- [Quoted text]:
==*==

29. The pedal assembly of claim 28, further comprising a roller
disposed at the second end of the follower and contacting the cam
surface to reduce friction.
30. The pedal assembly of claim 28, wherein the spring member is a
coil spring.
31. The pedal assembly of claim 28, wherein the spring member is an
elastomeric spring.
32. The pedal assembly of claim 28, further comprising an elongate
upstop extending from the bracket through the pedal arm, wherein
the upstop limits a maximum rotation angle between the pedal arm
and the bracket in a pedal release direction.
33. The pedal assembly of claim 32, wherein the upstop is provided
with an coupling nut in order to vary the maximum rotation angle of
the pedal arm in the pedal release direction thereby setting a
released pedal arm position.
34. The pedal assembly of claim 33, further comprising a damper
cooperating with the upstop to dampen movement of the pedal arm
when returning to the released pedal arm position.
Description
CROSS-REFERENCE TO RELATED APPLICATIONS
[0001] This application is a continuation-in-part of Ser. No.
12/858,766, filed on Aug. 18, 2010, entitled BRAKE PEDAL ASSEMBLY
HAVING NON-CONTACTING SENSOR. Applicants claim priority under 35
U.S.C. .sctn.120 to the parent application.
TECHNICAL FIELD
[0002] The present invention relates generally to brake pedals and,
more particularly, to a brake pedal assembly having a
non-contacting sensor.
BACKGROUND
[0003] It is known to use position sensors on pedal assemblies for
"by wire" vehicle controls such as brake pedals and gas pedals. The
position sensor generates an electrical signal indicative of the
amount of depression of the pedal. A controller uses this signal to
control the operation of a throttle or braking assembly. However,
it is desirable to provide these pedal assemblies with a resistance
to depression or "feel" which is similar to that of a conventional
pedal assembly. Accordingly, it is desirable to provide a pedal
assembly for a vehicle using a position sensor which simulates the
feel of a conventional brake pedal which is light weight and
inexpensive to produce.

==*==

(Dataset rows)
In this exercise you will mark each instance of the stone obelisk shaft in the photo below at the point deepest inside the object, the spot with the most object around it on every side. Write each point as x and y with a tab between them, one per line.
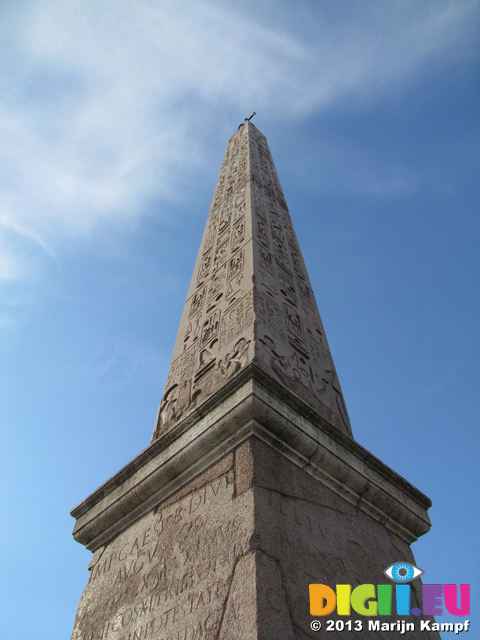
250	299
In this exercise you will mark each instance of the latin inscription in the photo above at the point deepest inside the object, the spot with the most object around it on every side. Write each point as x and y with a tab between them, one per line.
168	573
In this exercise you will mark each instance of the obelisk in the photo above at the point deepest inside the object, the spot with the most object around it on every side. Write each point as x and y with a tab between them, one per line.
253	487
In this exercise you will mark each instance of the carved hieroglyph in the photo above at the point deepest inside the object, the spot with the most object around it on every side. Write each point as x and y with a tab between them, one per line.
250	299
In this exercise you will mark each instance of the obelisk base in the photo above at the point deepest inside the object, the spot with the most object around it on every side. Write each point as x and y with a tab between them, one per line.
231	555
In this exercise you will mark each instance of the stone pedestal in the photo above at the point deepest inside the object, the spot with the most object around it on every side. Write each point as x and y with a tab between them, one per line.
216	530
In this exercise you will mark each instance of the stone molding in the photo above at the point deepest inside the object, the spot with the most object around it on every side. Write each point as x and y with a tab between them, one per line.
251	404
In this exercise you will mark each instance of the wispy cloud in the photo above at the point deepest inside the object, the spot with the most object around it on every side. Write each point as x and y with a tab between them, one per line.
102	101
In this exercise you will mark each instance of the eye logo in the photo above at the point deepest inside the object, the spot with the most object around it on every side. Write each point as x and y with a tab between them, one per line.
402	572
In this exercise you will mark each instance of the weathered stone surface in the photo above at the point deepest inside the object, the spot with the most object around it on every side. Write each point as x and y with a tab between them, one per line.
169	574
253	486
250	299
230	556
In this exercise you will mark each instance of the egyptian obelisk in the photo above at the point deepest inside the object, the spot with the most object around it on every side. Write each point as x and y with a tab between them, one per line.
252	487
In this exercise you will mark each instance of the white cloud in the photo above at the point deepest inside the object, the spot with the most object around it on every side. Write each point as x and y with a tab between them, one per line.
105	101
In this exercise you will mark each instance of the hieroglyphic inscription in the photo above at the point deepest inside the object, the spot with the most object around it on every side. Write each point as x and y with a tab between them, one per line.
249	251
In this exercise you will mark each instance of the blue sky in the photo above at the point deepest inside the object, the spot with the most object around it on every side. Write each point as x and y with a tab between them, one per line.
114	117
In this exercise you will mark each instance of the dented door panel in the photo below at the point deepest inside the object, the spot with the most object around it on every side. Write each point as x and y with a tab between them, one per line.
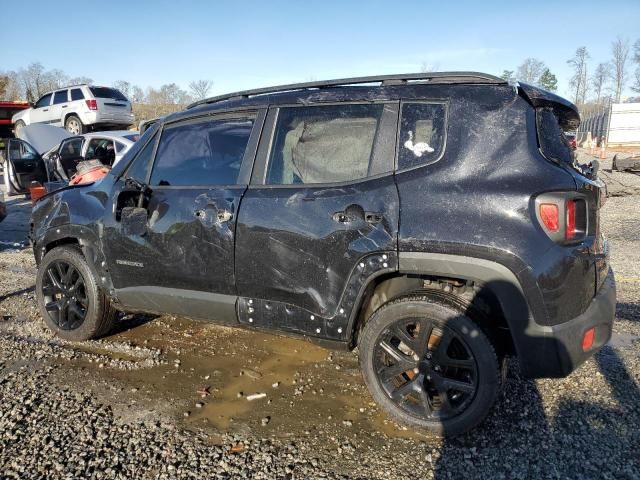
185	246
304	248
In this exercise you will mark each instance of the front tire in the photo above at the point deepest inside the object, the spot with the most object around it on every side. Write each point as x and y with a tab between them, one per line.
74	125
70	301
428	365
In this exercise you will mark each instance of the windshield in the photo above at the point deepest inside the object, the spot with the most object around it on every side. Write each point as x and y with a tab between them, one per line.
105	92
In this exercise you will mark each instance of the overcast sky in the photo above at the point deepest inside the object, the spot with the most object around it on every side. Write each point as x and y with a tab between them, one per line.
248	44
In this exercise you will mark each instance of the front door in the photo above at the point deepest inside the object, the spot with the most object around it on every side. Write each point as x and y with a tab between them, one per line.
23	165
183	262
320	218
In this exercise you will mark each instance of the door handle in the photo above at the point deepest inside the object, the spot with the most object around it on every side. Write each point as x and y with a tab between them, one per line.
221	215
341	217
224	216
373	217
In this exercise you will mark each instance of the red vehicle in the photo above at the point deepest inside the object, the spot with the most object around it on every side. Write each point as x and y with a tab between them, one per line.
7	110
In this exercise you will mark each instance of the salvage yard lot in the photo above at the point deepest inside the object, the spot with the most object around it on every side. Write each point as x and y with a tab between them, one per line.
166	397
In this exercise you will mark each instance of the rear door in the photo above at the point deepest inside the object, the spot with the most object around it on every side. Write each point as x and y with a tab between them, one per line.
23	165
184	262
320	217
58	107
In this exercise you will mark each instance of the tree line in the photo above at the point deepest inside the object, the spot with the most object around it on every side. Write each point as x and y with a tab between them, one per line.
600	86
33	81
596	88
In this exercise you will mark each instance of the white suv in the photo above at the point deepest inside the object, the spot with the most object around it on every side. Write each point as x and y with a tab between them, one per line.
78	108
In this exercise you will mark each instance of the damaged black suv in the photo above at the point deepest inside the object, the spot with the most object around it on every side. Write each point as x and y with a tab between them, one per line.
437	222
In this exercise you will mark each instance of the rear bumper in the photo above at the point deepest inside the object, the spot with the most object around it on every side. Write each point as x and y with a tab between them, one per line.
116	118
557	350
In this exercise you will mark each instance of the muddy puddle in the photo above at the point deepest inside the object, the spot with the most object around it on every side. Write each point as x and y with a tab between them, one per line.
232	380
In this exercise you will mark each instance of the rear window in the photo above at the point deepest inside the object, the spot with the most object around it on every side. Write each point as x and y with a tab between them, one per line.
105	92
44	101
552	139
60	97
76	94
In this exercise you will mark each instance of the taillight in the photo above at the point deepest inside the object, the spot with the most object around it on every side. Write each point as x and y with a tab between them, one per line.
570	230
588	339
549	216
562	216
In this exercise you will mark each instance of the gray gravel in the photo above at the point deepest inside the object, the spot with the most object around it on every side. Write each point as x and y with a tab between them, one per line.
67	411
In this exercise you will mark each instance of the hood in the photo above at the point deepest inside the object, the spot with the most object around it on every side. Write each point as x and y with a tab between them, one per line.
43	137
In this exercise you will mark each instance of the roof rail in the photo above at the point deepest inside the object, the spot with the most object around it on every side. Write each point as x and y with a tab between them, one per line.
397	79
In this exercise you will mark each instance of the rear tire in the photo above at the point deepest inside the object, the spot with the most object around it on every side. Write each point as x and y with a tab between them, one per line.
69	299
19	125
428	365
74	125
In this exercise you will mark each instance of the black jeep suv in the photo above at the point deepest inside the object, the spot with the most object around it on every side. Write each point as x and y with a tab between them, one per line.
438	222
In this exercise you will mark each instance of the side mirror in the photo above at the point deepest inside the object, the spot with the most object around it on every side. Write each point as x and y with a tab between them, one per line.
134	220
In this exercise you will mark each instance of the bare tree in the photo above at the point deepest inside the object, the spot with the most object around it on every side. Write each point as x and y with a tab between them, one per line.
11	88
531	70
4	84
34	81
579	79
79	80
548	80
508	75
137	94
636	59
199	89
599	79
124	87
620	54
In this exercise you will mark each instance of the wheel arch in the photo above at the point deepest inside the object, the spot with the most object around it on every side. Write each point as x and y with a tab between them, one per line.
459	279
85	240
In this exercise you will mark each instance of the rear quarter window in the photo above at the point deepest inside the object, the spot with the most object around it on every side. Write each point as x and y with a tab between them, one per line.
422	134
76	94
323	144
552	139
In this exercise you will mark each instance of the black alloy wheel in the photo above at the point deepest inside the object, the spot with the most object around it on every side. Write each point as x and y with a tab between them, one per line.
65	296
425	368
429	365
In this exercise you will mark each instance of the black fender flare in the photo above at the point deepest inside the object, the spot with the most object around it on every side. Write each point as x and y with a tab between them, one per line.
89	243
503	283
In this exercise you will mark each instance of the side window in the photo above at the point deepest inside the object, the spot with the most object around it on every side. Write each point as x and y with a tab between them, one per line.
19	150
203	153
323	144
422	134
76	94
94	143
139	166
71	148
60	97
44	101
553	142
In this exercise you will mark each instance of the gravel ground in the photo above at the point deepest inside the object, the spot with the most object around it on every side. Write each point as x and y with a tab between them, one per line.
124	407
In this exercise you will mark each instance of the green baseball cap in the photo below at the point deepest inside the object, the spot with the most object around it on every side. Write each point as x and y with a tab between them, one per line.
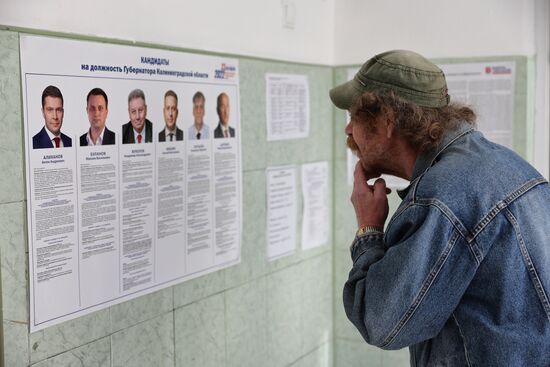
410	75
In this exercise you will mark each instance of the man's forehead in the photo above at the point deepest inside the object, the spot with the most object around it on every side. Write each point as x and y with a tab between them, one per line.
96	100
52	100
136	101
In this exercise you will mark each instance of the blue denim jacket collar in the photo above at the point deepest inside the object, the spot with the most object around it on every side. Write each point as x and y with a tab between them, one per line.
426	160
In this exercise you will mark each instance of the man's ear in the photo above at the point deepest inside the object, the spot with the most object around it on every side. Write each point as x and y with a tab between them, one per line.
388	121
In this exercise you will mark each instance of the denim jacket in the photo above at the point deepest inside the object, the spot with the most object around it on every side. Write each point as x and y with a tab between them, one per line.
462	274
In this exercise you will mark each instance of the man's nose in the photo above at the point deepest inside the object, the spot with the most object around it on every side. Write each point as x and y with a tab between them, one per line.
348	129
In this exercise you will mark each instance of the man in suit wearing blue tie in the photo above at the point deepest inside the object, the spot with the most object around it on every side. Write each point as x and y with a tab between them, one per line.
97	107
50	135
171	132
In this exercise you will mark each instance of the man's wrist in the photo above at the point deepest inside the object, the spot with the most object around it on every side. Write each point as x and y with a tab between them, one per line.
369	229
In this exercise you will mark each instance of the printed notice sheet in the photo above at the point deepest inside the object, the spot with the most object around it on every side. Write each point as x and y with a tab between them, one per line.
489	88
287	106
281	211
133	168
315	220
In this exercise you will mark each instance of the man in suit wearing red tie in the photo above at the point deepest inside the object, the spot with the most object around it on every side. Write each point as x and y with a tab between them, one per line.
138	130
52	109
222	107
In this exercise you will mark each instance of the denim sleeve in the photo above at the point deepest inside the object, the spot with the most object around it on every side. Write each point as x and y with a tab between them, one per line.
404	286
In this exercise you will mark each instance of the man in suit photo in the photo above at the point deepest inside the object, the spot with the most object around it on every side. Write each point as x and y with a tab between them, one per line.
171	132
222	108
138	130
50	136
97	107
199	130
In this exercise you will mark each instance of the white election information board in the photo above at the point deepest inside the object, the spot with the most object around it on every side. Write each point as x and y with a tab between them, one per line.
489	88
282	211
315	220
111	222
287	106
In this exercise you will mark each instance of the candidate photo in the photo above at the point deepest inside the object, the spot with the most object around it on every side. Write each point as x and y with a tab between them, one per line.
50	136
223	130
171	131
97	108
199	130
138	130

==*==

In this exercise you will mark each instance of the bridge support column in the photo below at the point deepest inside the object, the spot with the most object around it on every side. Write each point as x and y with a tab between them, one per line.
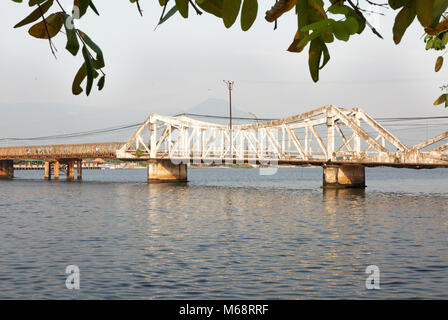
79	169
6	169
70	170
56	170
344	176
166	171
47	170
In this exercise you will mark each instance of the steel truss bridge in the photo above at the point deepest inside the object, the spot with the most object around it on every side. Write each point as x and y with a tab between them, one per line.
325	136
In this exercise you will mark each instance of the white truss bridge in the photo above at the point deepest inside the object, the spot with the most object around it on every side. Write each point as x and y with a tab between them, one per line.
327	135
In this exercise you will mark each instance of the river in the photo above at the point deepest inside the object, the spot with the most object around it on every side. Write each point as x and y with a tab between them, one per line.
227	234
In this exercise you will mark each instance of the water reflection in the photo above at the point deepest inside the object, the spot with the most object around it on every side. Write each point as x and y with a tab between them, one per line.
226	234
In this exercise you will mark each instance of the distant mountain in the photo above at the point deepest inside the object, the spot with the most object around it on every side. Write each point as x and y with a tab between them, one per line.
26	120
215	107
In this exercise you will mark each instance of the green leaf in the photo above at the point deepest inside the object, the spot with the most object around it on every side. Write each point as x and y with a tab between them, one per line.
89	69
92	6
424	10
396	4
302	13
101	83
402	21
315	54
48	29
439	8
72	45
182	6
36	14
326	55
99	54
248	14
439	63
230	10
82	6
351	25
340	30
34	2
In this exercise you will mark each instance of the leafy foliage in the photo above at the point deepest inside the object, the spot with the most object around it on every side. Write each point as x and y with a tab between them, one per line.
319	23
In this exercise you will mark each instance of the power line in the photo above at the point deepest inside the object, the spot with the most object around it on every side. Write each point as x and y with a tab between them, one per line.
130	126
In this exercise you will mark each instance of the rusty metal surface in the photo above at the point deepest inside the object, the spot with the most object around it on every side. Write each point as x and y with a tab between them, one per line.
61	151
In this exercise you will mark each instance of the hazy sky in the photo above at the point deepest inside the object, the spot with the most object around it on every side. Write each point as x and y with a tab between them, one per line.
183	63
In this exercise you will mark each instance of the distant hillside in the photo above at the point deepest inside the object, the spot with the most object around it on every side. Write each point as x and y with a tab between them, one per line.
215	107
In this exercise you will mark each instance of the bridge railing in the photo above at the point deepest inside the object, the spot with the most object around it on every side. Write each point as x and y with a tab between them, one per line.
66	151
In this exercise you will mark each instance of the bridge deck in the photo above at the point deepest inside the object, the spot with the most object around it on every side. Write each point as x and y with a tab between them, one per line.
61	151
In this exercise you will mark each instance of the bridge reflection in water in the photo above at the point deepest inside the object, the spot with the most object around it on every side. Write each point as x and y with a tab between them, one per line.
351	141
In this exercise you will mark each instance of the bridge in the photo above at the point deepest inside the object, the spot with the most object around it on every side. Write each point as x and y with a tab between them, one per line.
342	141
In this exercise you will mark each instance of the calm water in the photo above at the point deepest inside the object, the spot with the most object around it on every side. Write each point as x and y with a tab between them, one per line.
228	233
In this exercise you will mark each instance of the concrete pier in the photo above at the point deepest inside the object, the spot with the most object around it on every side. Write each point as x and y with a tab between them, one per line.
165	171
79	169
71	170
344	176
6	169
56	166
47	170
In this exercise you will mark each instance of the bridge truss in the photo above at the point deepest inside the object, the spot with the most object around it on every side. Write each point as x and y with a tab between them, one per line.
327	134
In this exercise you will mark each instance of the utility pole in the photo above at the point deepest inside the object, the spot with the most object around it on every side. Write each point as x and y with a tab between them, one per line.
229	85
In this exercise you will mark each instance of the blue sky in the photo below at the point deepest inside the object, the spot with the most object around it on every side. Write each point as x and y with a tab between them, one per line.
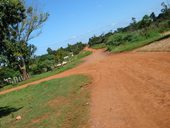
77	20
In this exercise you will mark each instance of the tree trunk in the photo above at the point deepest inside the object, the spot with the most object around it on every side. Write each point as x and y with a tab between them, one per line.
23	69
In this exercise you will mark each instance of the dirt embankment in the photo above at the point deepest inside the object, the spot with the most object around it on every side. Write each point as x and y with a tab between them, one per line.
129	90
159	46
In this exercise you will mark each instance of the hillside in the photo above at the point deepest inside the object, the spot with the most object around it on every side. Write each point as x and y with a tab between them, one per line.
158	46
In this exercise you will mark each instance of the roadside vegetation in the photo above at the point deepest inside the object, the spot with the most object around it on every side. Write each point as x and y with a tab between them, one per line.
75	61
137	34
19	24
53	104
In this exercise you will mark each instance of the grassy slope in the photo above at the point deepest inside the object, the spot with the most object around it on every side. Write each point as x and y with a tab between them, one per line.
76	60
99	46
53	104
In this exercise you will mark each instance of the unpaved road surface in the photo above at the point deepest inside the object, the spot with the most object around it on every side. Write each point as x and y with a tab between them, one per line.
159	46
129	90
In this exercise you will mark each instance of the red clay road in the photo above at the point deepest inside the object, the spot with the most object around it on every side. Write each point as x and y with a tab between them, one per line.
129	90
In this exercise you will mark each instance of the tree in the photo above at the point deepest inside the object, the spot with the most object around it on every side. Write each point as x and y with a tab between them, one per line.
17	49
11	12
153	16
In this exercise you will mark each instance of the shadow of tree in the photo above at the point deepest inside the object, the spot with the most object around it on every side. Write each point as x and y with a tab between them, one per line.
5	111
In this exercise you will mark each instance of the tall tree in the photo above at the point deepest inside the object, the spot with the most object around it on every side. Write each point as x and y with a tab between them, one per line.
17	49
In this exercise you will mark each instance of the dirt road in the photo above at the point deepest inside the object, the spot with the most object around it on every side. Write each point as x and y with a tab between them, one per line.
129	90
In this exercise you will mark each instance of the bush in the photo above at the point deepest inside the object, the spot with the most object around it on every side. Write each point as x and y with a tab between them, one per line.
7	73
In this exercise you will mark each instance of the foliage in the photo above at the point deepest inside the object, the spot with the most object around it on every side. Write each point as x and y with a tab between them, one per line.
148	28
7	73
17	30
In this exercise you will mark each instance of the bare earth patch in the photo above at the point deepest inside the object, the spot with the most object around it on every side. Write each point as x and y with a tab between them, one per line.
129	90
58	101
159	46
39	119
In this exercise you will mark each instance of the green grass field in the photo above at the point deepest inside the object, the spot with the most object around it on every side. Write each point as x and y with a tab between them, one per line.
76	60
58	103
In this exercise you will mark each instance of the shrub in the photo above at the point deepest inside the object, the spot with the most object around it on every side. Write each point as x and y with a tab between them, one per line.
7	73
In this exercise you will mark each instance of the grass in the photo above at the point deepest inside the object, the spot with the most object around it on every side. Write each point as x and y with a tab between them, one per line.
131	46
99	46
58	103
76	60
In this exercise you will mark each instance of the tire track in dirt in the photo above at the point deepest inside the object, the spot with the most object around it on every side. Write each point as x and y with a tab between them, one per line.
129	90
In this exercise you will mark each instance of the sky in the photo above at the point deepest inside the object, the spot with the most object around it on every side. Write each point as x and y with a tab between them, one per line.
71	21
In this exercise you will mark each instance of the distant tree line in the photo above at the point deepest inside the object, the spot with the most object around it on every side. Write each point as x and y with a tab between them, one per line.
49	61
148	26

==*==

- [Written task]:
Can you reproduce the brake pedal assembly text above, from "30. The pedal" up to and including "pedal release direction."?

- [Output]:
30. The pedal assembly of claim 28, wherein the spring member is a
coil spring.
31. The pedal assembly of claim 28, wherein the spring member is an
elastomeric spring.
32. The pedal assembly of claim 28, further comprising an elongate
upstop extending from the bracket through the pedal arm, wherein
the upstop limits a maximum rotation angle between the pedal arm
and the bracket in a pedal release direction.